## [PASSAGE]
*-*-*
Goodbye plastic: a marine-inspired biopolymer that grows stronger in water
Plastic pollution remains one of the most pressing environmental challenges of our time. Its durability and resistance to water make it ideal for industrial use, yet the same properties prevent natural degradation. As a result, plastic accumulates in soils, oceans, and living organisms.
From marine biology to material innovation
A research team at the Institute for Bioengineering in Spain has introduced a new approach on biopolymer. The Institute for Bioengineering of Catalonia (IBEC – www.ibecbarcelona.eu), located in the Barcelona Science Park, is a Catalan research institute dedicated to applied biotechnologies, biological materials engineering, and open science. Instead of designing materials that resist the environment by isolating themselves from it, the scientists developed a biodegradable biopolymer that interacts with water and becomes stronger.
The inspiration came from marine biology. While studying the jaws of the marine worm Nereis virens, a polychaete species found in coastal waters of the North Atlantic, researchers observed an unusual behavior. When zinc is removed from the worm’s jaws, its structure absorbs water and softens. This revealed that metal ions play a crucial role in stabilizing biological materials such as chitin.
Chitin is a natural polymer widely present in marine ecosystems. It forms the structural backbone of crustacean shells, insect exoskeletons, and fungal cell walls. In marine environments, chitin represents one of the most abundant biopolymers on Earth, with an estimated annual natural production of around 100 billion tons. This makes it a virtually inexhaustible renewable resource.
Building on this insight, the researchers worked with chitosan, a derivative of chitin obtained through deacetylation. By incorporating controlled amounts of nickel ions into the chitosan matrix, they created a “bio-integrated” material in which water acts as a structural activator rather than a degrading agent. Once hydrated, the material increases its mechanical strength by approximately 50 percent, outperforming many conventional plastics in humid conditions.
A zero-waste production cycle rooted in marine resources
Beyond its performance, the innovation stands out for its production model. The process operates in a closed-loop system. Nickel ions that do not bind to the polymer structure are fully recovered from the immersion water and reused for subsequent production batches. This eliminates waste and prevents metal discharge into the environment.
The marine origin of chitin adds further sustainability value. Large quantities can be sourced from shrimp and crab shells, fisheries by-products, and other biological residues. This opens opportunities for localized production chains connected to coastal communities and seafood processing industries.
Such a material could have direct applications in wet and marine contexts, including fishing gear, aquaculture components (e.g. mussel farming), agricultural nets, packaging for liquids, and potentially medical devices, as both chitosan and nickel are already used in biomedical fields.
For coastal economies and blue innovation strategies, this marine-inspired approach represents a powerful reminder that the future of sustainable materials may lie within the biological intelligence of the ocean itself.
*-*-*
## [ASSIGNMENT]
Copy word for word the part of the biopolymer article starting with "Goodbye plastic: a" and going on through "and living organisms.".

[Data items]
*-*-*
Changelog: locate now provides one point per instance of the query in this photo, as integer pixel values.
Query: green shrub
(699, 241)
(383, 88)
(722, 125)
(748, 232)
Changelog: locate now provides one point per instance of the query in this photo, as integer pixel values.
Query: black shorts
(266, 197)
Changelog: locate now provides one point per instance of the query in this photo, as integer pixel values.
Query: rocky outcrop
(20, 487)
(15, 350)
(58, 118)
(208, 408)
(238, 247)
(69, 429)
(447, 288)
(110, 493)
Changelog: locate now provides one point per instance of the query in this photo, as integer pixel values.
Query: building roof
*-*-*
## [TASK ANSWER]
Goodbye plastic: a marine-inspired biopolymer that grows stronger in water
Plastic pollution remains one of the most pressing environmental challenges of our time. Its durability and resistance to water make it ideal for industrial use, yet the same properties prevent natural degradation. As a result, plastic accumulates in soils, oceans, and living organisms.